>> START Material provided
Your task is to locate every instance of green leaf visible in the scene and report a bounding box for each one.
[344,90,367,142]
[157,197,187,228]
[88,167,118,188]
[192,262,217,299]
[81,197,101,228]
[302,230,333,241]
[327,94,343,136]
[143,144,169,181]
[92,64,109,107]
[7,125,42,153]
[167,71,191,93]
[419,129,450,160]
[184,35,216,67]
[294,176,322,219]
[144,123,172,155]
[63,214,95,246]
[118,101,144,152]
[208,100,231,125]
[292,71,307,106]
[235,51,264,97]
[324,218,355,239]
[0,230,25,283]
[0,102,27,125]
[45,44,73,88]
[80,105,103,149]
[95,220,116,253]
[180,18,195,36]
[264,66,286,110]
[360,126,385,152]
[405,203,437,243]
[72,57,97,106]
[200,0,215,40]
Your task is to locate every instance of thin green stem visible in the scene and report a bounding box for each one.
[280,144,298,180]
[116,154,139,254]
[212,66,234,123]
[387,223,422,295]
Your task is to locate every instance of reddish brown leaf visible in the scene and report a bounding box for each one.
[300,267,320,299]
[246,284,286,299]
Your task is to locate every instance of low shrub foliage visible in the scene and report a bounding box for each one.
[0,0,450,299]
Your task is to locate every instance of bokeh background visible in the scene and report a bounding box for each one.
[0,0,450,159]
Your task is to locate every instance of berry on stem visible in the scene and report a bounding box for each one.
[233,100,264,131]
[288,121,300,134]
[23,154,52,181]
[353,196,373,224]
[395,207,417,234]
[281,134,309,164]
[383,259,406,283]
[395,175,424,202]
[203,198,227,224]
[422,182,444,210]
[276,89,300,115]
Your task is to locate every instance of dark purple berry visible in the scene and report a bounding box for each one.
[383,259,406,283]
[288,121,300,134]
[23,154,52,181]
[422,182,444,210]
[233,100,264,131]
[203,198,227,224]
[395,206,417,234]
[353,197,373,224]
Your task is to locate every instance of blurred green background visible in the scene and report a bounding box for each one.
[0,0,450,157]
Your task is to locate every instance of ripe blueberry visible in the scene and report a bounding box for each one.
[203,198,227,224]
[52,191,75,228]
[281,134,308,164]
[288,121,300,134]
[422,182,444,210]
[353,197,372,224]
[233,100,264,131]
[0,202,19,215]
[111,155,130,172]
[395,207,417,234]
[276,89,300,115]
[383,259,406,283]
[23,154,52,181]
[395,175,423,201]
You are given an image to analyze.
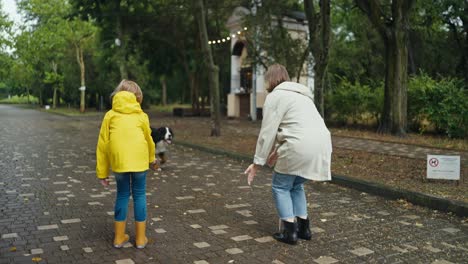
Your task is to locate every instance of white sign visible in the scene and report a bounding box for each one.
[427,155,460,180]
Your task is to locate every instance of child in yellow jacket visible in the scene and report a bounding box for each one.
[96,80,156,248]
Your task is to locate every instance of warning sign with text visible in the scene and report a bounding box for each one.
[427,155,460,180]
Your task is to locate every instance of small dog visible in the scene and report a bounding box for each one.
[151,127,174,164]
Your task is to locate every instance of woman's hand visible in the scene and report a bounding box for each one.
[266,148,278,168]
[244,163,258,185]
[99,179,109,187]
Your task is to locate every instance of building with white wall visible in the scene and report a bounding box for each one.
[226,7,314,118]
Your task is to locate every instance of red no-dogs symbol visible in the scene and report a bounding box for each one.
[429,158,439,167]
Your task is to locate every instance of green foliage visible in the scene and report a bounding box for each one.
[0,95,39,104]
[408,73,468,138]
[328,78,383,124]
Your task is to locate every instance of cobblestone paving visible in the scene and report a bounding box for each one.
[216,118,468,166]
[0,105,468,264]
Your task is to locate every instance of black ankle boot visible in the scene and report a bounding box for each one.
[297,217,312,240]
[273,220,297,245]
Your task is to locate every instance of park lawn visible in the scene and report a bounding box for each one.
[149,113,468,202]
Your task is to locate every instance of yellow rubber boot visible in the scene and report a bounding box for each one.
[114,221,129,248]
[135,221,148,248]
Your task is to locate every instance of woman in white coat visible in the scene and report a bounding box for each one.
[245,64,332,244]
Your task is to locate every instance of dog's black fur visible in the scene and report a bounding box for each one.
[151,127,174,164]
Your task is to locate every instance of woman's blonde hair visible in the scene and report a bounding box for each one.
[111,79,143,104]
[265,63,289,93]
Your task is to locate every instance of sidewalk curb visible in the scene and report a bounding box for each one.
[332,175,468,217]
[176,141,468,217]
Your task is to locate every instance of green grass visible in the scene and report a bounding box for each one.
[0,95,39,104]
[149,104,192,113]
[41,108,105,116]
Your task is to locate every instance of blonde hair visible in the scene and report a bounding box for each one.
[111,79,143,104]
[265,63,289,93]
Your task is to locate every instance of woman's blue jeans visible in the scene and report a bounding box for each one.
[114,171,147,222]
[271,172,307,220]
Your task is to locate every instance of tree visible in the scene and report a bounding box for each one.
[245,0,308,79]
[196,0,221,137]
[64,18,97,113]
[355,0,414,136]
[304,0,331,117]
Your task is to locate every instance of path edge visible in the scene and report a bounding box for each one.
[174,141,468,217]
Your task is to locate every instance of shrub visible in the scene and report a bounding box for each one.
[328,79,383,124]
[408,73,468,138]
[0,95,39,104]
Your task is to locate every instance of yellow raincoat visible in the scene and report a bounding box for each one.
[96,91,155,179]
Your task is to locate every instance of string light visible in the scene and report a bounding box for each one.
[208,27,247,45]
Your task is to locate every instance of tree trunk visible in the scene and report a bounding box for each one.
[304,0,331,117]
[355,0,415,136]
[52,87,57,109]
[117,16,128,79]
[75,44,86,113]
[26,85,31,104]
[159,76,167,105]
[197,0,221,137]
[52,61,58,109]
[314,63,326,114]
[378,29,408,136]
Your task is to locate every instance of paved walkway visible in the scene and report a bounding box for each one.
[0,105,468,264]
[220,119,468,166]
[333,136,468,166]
>> END Material provided
>> START Material provided
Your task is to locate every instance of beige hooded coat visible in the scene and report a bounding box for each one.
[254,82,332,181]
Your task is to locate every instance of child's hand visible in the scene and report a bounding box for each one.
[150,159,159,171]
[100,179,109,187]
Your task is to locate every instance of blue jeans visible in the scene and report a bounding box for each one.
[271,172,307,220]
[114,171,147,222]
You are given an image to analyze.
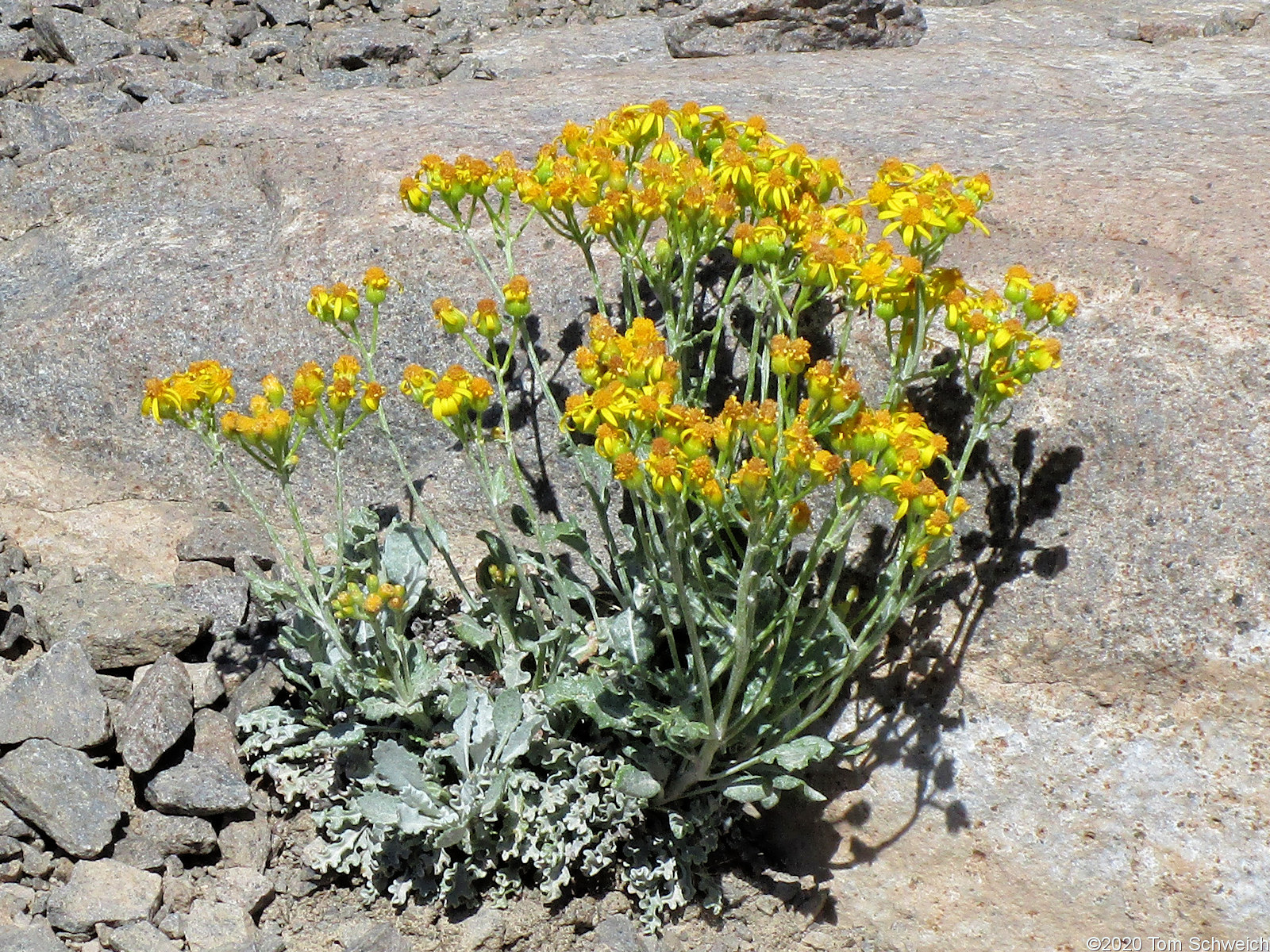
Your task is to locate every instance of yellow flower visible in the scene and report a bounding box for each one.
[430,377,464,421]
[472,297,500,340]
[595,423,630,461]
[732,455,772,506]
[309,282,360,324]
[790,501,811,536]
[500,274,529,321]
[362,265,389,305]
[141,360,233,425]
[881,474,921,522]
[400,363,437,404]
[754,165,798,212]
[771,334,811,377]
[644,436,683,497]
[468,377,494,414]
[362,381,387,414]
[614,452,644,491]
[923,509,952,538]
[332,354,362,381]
>> END Material provided
Format everything in the entries from the line containing "Your task is to locate every instance of blonde" down to the line containing "[333,136,468,166]", including both, as a JSON list of strings with one string per line and blank lines omitted.

[
  "Your task is to locate every instance of blonde hair visible in the scene and report a bounding box for each one.",
  "[111,79,143,104]",
  "[265,63,289,93]",
  "Your task is to locate every instance of woman's blue jeans visible in the scene and report a bounding box for each one.",
  "[114,171,147,222]",
  "[271,172,307,220]",
  "Your task is to locate every instance of tree visible in the scene and report a bounding box for each one.",
  "[245,0,308,79]",
  "[196,0,221,137]",
  "[64,18,97,113]",
  "[355,0,414,136]",
  "[304,0,331,117]",
  "Your task is to locate every instance of path edge visible in the scene and report a bounding box for each one.",
  "[174,141,468,217]",
  "Your task is to locate every instance of shrub visible in the scene and report a bounding box for each one.",
  "[328,79,383,124]",
  "[408,73,468,138]",
  "[0,95,39,104]",
  "Your task is to locate every instance of yellow raincoat visible in the scene and report a bounding box for each one.",
  "[96,91,155,179]",
  "Your task is to locate every instance of string light visible in the scene and report a bounding box for each one.",
  "[208,27,247,45]",
  "Your task is to locate every instance of tree trunk visible in the scene and report a bounding box for each one.",
  "[304,0,331,117]",
  "[355,0,415,136]",
  "[52,87,57,109]",
  "[117,16,128,79]",
  "[75,44,86,113]",
  "[26,85,31,104]",
  "[159,76,167,105]",
  "[197,0,221,137]",
  "[52,61,58,109]",
  "[314,63,326,114]",
  "[378,29,408,136]",
  "Your task is to locate every instance of paved walkway visible in the scene and report a bounding box for each one.",
  "[0,105,468,264]",
  "[220,119,468,166]",
  "[333,136,468,166]"
]